What the task asks |
Rewrite the data below, swapping every instance of "Verification requested" for "Confirmation needed" and leaving everything else unchanged.

Extracted material |
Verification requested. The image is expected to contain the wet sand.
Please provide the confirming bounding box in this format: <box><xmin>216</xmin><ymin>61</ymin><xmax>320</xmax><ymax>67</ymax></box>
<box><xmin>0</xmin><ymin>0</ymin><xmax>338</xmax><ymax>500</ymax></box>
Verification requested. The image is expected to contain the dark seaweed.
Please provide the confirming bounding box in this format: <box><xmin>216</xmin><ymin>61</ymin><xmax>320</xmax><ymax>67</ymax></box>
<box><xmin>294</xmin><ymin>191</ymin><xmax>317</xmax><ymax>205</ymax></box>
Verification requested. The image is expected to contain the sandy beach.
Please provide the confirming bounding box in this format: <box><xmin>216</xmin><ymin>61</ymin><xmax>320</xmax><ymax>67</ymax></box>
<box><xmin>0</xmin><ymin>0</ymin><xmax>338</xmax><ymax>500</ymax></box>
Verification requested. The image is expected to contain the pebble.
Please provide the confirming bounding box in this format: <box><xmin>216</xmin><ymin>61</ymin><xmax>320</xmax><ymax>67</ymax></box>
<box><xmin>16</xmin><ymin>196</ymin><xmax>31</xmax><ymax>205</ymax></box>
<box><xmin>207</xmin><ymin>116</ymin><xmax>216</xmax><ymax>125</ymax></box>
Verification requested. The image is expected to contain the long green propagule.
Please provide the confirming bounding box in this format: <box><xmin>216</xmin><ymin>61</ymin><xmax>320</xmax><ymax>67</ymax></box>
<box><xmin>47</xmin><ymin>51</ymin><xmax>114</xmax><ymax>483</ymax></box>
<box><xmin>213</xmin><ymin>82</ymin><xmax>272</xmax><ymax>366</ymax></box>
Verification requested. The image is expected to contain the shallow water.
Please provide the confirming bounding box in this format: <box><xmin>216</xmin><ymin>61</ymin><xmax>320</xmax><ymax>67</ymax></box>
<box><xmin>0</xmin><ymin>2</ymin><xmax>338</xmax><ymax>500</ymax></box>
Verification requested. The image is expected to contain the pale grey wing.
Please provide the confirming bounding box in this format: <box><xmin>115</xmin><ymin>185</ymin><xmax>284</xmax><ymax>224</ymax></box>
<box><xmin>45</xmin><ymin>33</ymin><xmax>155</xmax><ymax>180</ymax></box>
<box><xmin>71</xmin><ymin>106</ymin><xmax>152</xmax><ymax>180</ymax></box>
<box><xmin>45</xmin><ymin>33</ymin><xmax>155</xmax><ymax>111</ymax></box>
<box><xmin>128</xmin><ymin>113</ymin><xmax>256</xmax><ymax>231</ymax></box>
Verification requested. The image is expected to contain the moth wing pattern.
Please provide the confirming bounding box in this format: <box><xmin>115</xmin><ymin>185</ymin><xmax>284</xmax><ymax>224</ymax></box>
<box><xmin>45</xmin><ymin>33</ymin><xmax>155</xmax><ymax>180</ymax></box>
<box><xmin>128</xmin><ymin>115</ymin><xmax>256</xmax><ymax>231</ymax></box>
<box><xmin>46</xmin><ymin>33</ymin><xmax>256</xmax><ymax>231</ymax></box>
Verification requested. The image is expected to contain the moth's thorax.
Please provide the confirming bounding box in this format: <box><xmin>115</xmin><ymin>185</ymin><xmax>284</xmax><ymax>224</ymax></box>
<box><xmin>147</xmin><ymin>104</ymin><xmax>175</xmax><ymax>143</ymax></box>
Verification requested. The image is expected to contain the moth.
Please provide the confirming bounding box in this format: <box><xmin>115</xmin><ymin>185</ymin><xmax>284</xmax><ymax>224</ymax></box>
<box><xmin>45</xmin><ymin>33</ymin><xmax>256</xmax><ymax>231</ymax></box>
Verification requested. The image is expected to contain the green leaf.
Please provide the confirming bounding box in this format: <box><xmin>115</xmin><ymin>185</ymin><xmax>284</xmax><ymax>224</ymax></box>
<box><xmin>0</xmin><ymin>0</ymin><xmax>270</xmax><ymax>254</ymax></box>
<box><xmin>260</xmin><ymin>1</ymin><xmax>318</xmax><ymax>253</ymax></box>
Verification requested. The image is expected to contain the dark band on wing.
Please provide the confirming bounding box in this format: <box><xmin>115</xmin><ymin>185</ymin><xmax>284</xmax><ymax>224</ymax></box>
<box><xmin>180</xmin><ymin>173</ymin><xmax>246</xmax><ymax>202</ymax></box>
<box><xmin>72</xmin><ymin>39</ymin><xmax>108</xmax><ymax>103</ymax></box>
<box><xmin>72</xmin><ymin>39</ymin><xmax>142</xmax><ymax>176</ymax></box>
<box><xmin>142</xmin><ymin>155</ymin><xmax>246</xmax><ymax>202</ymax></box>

Solution for this exercise |
Confirmation needed. The image is expected to contain the wet sand.
Please provide the confirming bounding box in this format: <box><xmin>216</xmin><ymin>61</ymin><xmax>320</xmax><ymax>67</ymax></box>
<box><xmin>0</xmin><ymin>0</ymin><xmax>338</xmax><ymax>500</ymax></box>
Confirmation needed. The image is expected to contain the dark seaweed.
Please provide the confirming bounding box in this format: <box><xmin>216</xmin><ymin>61</ymin><xmax>320</xmax><ymax>67</ymax></box>
<box><xmin>294</xmin><ymin>191</ymin><xmax>317</xmax><ymax>205</ymax></box>
Confirmation needed. The image is expected to contain the sandy beach.
Please provide the confirming bounding box in this format: <box><xmin>216</xmin><ymin>61</ymin><xmax>320</xmax><ymax>67</ymax></box>
<box><xmin>0</xmin><ymin>0</ymin><xmax>338</xmax><ymax>500</ymax></box>
Confirmation needed. The image is expected to contain the pebble.
Please provide the confirming bounding box in this format: <box><xmin>216</xmin><ymin>61</ymin><xmax>320</xmax><ymax>67</ymax></box>
<box><xmin>16</xmin><ymin>196</ymin><xmax>31</xmax><ymax>205</ymax></box>
<box><xmin>207</xmin><ymin>116</ymin><xmax>216</xmax><ymax>125</ymax></box>
Confirmation needed. The image is expected to contain the long green propagule.
Please provide the confirming bounding box in this format: <box><xmin>216</xmin><ymin>61</ymin><xmax>320</xmax><ymax>67</ymax></box>
<box><xmin>47</xmin><ymin>51</ymin><xmax>114</xmax><ymax>483</ymax></box>
<box><xmin>213</xmin><ymin>82</ymin><xmax>272</xmax><ymax>366</ymax></box>
Confirmation needed. The image is expected to contain the shallow water.
Please provide the confirming bounding box in this format: <box><xmin>216</xmin><ymin>61</ymin><xmax>320</xmax><ymax>67</ymax></box>
<box><xmin>0</xmin><ymin>2</ymin><xmax>338</xmax><ymax>500</ymax></box>
Confirmation needed. The image is expected to contain the pale grey wing.
Please provide the confirming bounding box in this format: <box><xmin>115</xmin><ymin>185</ymin><xmax>284</xmax><ymax>224</ymax></box>
<box><xmin>45</xmin><ymin>33</ymin><xmax>155</xmax><ymax>180</ymax></box>
<box><xmin>71</xmin><ymin>106</ymin><xmax>152</xmax><ymax>180</ymax></box>
<box><xmin>45</xmin><ymin>33</ymin><xmax>155</xmax><ymax>111</ymax></box>
<box><xmin>128</xmin><ymin>113</ymin><xmax>256</xmax><ymax>231</ymax></box>
Confirmation needed. The image is expected to contain the moth wing pattern.
Please provide the confirming bounding box in this format: <box><xmin>115</xmin><ymin>185</ymin><xmax>284</xmax><ymax>224</ymax></box>
<box><xmin>45</xmin><ymin>33</ymin><xmax>155</xmax><ymax>180</ymax></box>
<box><xmin>128</xmin><ymin>115</ymin><xmax>256</xmax><ymax>231</ymax></box>
<box><xmin>46</xmin><ymin>33</ymin><xmax>256</xmax><ymax>231</ymax></box>
Confirmation needed. The image is expected to contain the moth's thorax.
Please provide the confirming bounding box in this format: <box><xmin>115</xmin><ymin>185</ymin><xmax>284</xmax><ymax>224</ymax></box>
<box><xmin>147</xmin><ymin>104</ymin><xmax>175</xmax><ymax>143</ymax></box>
Confirmation needed. The image is expected to contain the moth.
Please provide the confirming bounding box in this format: <box><xmin>115</xmin><ymin>185</ymin><xmax>284</xmax><ymax>224</ymax></box>
<box><xmin>45</xmin><ymin>33</ymin><xmax>256</xmax><ymax>231</ymax></box>
Confirmation needed. The image is expected to contain the green leaf.
Please provide the confirming bounding box in this format: <box><xmin>115</xmin><ymin>185</ymin><xmax>284</xmax><ymax>224</ymax></box>
<box><xmin>0</xmin><ymin>0</ymin><xmax>270</xmax><ymax>254</ymax></box>
<box><xmin>260</xmin><ymin>1</ymin><xmax>318</xmax><ymax>253</ymax></box>
Confirmation needed. The image is expected to contain the dark band on wing.
Please provide the confirming bounding box in this format: <box><xmin>115</xmin><ymin>185</ymin><xmax>284</xmax><ymax>224</ymax></box>
<box><xmin>180</xmin><ymin>173</ymin><xmax>246</xmax><ymax>202</ymax></box>
<box><xmin>72</xmin><ymin>39</ymin><xmax>108</xmax><ymax>103</ymax></box>
<box><xmin>72</xmin><ymin>39</ymin><xmax>142</xmax><ymax>176</ymax></box>
<box><xmin>142</xmin><ymin>155</ymin><xmax>246</xmax><ymax>202</ymax></box>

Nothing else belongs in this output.